====== Given data ======
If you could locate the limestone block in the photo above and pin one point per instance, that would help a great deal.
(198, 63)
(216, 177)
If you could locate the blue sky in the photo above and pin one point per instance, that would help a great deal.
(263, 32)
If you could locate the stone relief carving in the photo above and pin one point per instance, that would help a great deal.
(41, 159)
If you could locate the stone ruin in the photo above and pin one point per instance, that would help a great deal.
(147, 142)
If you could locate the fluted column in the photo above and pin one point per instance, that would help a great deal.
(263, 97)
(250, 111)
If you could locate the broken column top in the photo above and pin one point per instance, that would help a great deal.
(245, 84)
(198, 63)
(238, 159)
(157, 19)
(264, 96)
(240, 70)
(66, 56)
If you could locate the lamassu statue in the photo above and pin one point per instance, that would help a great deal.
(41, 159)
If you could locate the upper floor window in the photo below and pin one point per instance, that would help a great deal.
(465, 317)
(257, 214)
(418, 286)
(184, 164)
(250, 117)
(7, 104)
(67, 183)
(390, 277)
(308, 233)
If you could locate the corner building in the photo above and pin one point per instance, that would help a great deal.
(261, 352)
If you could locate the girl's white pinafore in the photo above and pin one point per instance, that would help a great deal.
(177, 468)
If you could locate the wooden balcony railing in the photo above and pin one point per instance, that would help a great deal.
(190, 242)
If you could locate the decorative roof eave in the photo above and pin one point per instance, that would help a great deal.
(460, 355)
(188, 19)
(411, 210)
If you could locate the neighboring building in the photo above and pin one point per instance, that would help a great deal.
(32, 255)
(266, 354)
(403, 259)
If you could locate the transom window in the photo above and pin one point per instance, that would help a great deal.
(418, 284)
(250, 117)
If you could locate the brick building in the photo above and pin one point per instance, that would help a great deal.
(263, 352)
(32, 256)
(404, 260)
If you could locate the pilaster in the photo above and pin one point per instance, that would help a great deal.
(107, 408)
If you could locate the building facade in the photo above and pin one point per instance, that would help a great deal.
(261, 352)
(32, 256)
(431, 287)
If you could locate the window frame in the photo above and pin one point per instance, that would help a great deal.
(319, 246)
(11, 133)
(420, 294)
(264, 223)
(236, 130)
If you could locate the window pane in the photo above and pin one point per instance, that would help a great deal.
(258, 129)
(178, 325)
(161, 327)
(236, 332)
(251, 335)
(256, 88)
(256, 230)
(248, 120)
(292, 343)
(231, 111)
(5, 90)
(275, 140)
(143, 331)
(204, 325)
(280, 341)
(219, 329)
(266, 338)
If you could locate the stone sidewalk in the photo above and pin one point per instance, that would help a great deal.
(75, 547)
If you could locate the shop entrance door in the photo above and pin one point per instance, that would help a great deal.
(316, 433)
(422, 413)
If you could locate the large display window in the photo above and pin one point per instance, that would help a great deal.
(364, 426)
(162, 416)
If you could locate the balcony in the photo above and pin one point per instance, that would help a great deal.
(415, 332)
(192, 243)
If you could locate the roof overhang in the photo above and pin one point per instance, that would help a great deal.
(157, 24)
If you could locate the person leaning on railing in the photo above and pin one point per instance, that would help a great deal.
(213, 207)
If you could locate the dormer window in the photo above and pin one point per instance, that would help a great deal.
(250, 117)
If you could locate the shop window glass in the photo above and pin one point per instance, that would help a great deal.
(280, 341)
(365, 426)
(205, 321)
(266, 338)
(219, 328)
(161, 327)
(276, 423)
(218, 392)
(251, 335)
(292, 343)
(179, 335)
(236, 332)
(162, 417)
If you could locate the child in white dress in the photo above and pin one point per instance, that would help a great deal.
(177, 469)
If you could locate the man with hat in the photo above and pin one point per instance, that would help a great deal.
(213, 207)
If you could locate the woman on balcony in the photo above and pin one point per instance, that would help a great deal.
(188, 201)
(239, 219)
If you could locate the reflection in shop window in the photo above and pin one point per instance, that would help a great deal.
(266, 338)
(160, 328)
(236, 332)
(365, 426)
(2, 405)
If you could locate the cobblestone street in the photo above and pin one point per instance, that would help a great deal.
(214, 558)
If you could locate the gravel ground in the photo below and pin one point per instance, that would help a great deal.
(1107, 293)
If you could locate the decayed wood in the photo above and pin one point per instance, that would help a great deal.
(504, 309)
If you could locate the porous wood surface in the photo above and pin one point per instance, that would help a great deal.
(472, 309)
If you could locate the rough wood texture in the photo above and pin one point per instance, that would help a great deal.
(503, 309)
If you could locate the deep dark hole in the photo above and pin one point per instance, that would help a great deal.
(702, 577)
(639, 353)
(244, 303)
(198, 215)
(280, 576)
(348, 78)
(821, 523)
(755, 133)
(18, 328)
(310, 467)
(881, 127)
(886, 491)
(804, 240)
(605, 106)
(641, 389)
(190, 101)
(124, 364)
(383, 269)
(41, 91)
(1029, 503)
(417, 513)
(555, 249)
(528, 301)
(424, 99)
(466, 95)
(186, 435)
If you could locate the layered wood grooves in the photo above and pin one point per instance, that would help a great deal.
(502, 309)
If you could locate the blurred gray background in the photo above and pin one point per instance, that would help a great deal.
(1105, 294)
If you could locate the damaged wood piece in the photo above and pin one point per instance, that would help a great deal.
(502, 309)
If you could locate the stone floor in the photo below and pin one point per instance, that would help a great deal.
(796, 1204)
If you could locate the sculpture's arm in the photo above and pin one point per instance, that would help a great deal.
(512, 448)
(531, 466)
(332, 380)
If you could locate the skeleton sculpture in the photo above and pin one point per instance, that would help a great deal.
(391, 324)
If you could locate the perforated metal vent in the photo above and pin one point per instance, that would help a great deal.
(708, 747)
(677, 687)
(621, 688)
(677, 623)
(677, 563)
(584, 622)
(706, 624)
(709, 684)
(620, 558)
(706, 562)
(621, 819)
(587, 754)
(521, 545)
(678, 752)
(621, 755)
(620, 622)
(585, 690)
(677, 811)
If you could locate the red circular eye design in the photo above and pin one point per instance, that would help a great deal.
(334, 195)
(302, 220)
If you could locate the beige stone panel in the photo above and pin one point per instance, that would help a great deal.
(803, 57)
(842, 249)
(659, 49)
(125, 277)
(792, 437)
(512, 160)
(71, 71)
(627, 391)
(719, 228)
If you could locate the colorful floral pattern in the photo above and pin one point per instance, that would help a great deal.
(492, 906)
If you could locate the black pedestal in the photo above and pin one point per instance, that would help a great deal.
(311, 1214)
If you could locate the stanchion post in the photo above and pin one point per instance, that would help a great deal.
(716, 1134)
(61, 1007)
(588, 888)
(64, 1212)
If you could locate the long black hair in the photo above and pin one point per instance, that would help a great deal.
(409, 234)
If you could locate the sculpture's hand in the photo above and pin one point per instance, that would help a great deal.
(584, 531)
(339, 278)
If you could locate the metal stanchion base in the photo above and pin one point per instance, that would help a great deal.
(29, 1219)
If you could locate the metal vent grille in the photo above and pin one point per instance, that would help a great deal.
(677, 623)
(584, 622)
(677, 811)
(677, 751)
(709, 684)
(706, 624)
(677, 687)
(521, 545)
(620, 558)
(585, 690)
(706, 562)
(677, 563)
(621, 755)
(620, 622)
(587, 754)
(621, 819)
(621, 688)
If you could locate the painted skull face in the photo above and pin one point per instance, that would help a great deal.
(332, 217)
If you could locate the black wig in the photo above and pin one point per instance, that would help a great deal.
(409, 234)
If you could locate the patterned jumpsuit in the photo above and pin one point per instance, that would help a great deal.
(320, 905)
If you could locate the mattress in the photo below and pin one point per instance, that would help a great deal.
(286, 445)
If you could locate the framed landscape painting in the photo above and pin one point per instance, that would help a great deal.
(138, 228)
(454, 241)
======
Problem statement.
Quote every line of the data, word for word.

Task result.
If you could locate the limestone block in the photo above and pin one point per instance, that would help a great deal.
(198, 63)
(216, 177)
If you could locate the blue sky in the photo above and pin one point per instance, that would help a great deal.
(263, 32)
If you could locate the stone relief carving in the photo above and pin one point per instance, that would help a great deal.
(41, 159)
If you could locate the stone ruin in the photo above and pin one point per instance, that would help a great deal.
(147, 142)
If you could locate the fluted column in the photo above and pin one point per instance, that would help a great deal.
(263, 97)
(250, 111)
If you could locate the broken column top in the photo above and pin one point per instance, that would help a great deal.
(245, 84)
(198, 63)
(238, 159)
(157, 19)
(264, 96)
(240, 70)
(66, 56)
If you could locate the lamassu statue in the photo above and pin one point per instance, that would help a great deal.
(41, 159)
If you could locate the upper floor window in the photo below and pin one point per instance, that would help a great deal.
(465, 317)
(257, 214)
(418, 286)
(184, 164)
(250, 117)
(7, 104)
(67, 183)
(390, 277)
(308, 233)
If you could locate the corner building in the photo above and pin one point per instance, that would help a great deal.
(261, 352)
If you could locate the girl's white pinafore in the photo above and pin one point per instance, that would help a great deal.
(177, 468)
If you could locate the wooden balcony railing in the photo above and pin one point per instance, that would help a great deal.
(190, 242)
If you could locate the decorative roof eave in the photo above and pin one point per instance, that would help a great deal.
(460, 355)
(188, 19)
(411, 210)
If you could locate the neighboring building in the photo above and pin one point per instance, that would help a great deal.
(32, 255)
(266, 354)
(403, 259)
If you could locate the transom window in the photo above and pin one point per instance, that would help a great deal.
(418, 284)
(250, 117)
If you could locate the brick building in the photo above and pin one point per instance, that would help a great deal.
(263, 352)
(32, 256)
(404, 260)
If you could locate the pilaster in the photo above and pin one point per instance, that would help a great deal.
(107, 408)
If you could locate the building facade in the photo above and pin one point per instance, that would help a great deal.
(261, 352)
(32, 256)
(431, 287)
If you could locate the window frame in the photo above and pin one point per instance, that would help a great deal.
(319, 246)
(11, 133)
(420, 294)
(264, 223)
(236, 130)
If you could locate the window pane in the photo above and pin one point per instance, that would help a great deal.
(258, 129)
(178, 325)
(161, 327)
(236, 332)
(251, 335)
(256, 88)
(256, 230)
(248, 120)
(292, 343)
(231, 111)
(5, 90)
(275, 140)
(143, 331)
(204, 325)
(280, 341)
(219, 329)
(266, 338)
If you could locate the stone sidewalk in the photo above and pin one point per instance, that would help a great deal.
(75, 547)
If you could locate the shop entrance door in the photo above and pin one point per instance, that would help a great deal.
(316, 433)
(422, 413)
If you could locate the large display window in the photo above and pin one point per instance, that would help a great deal.
(364, 426)
(162, 416)
If you could locate the balcony in the photo above and pin one point per instance, that would help a great deal.
(415, 332)
(192, 243)
If you could locate the roof overhang in the photo above and pin one point per instance, that would help a great deal.
(157, 24)
If you could locate the person leaning on railing in the photo above and pin one point per instance, that would help a great deal.
(213, 207)
If you could locate the dormer window in the photo above and pin one point per instance, that would help a great deal.
(250, 117)
If you could locate the shop window glass in the photo above and pin one point per instance, that would help a great deal.
(280, 341)
(365, 426)
(205, 321)
(266, 338)
(219, 328)
(161, 327)
(276, 423)
(218, 392)
(251, 335)
(292, 343)
(179, 335)
(236, 332)
(162, 417)
If you could locate the child in white dress in the photo above and pin one point per instance, that would help a great deal.
(177, 469)
If you could locate the man with hat in the photo above and pin one point per instance, that would help a great deal.
(213, 207)
If you could locate the woman on balcony in the photo above and pin one point per instance, that would help a great deal.
(188, 201)
(239, 219)
If you could locate the reflection in shop window in the photo above and pin one point per instance, that would help a great deal.
(266, 338)
(160, 328)
(236, 332)
(365, 426)
(2, 405)
If you could locate the cobblestone street in the photo above and pin one point per instance, that would help a great deal.
(214, 558)
If you could locate the gravel ground in the photo below and pin one point per instance, that would help a great deal.
(1107, 293)
If you could locate the decayed wood in the photo above and pin one point per instance, that would help a great deal.
(504, 309)
If you could locate the porous wood surface in the photo above and pin one point per instance, that would help a great deal.
(472, 309)
If you could locate the rough wood texture in the photo above and pin one point per instance, that would help a great deal.
(503, 309)
If you could locate the deep dark hole in the photo above and pin one point per instance, that would help a great deal.
(702, 577)
(639, 353)
(244, 303)
(198, 215)
(280, 576)
(348, 78)
(821, 523)
(755, 133)
(18, 328)
(310, 467)
(881, 127)
(886, 491)
(804, 240)
(605, 106)
(641, 389)
(190, 101)
(124, 364)
(383, 269)
(41, 91)
(1029, 503)
(417, 513)
(555, 249)
(528, 301)
(424, 99)
(466, 95)
(186, 435)
If you could locate the layered wood grooves in the photo above and pin one point per instance, that would help a great deal.
(502, 309)
If you could locate the blurred gray background in the photo above and pin one point per instance, that would help a great deal.
(1105, 294)
If you could locate the damaged wood piece in the photo above and pin one point per instance, that would help a great deal.
(502, 309)
If you could locate the stone floor in the photo below and pin one point per instance, that would help a great deal.
(796, 1204)
If you could locate the sculpture's arm in the photo above and pin one point per instance, that would help a great deal.
(512, 448)
(531, 466)
(332, 380)
If you could locate the skeleton sculpture in the photo above and pin one point per instance, that would help a great deal.
(391, 324)
If you could locate the perforated metal vent in the photo above and pin one point per instance, that would help a great deal.
(708, 747)
(677, 687)
(621, 688)
(677, 623)
(677, 563)
(584, 622)
(706, 624)
(709, 684)
(620, 558)
(706, 562)
(621, 819)
(587, 754)
(521, 545)
(678, 752)
(621, 755)
(620, 622)
(585, 690)
(677, 811)
If you could locate the red circular eye design in the photo above and pin one point per instance, that would help a great deal.
(334, 195)
(302, 220)
If you could locate the beige stone panel in the photo above and pin one point per instance, that would help a great deal.
(803, 57)
(842, 249)
(659, 49)
(125, 277)
(792, 437)
(512, 160)
(71, 71)
(627, 391)
(719, 228)
If you could locate the colorful floral pattern in the photo above and pin one point per instance, that would help a great deal.
(492, 906)
If you could locate the black pedestal in the photo above and pin one point per instance, that would help a great deal.
(311, 1214)
If you could locate the stanchion post in the photo above and pin one point per instance, that would help a great deal.
(716, 1134)
(61, 1007)
(588, 888)
(64, 1212)
If you could locate the long black hair in the photo above and pin one point per instance, that would help a great deal.
(409, 234)
If you could locate the sculpture's hand in the photo above and pin one point per instance, that would help a great deal.
(584, 531)
(339, 278)
If you could locate the metal stanchion base in the photo above and pin one point per instance, that would help a great deal.
(29, 1219)
If you could locate the metal vent grille in the photo above and pin one point per instance, that would help a great deal.
(677, 623)
(584, 622)
(677, 811)
(677, 751)
(709, 684)
(706, 624)
(677, 687)
(521, 545)
(620, 558)
(585, 690)
(706, 562)
(677, 563)
(621, 755)
(620, 622)
(587, 754)
(621, 819)
(621, 688)
If you could locate the painted skull face in the photo above and pin one point per instance, that would help a great deal.
(332, 217)
If you could locate the black wig in the photo above and pin one point per instance, that would help a great deal.
(409, 234)
If you could locate the patterned jumpsuit in the photo above and pin one point per instance, that would help a great deal.
(320, 905)
If you could locate the mattress in the photo below and pin one point per instance, that would help a great deal.
(286, 445)
If you could locate the framed landscape painting in the photo above and pin one point per instance, that would help a great deal.
(138, 228)
(454, 241)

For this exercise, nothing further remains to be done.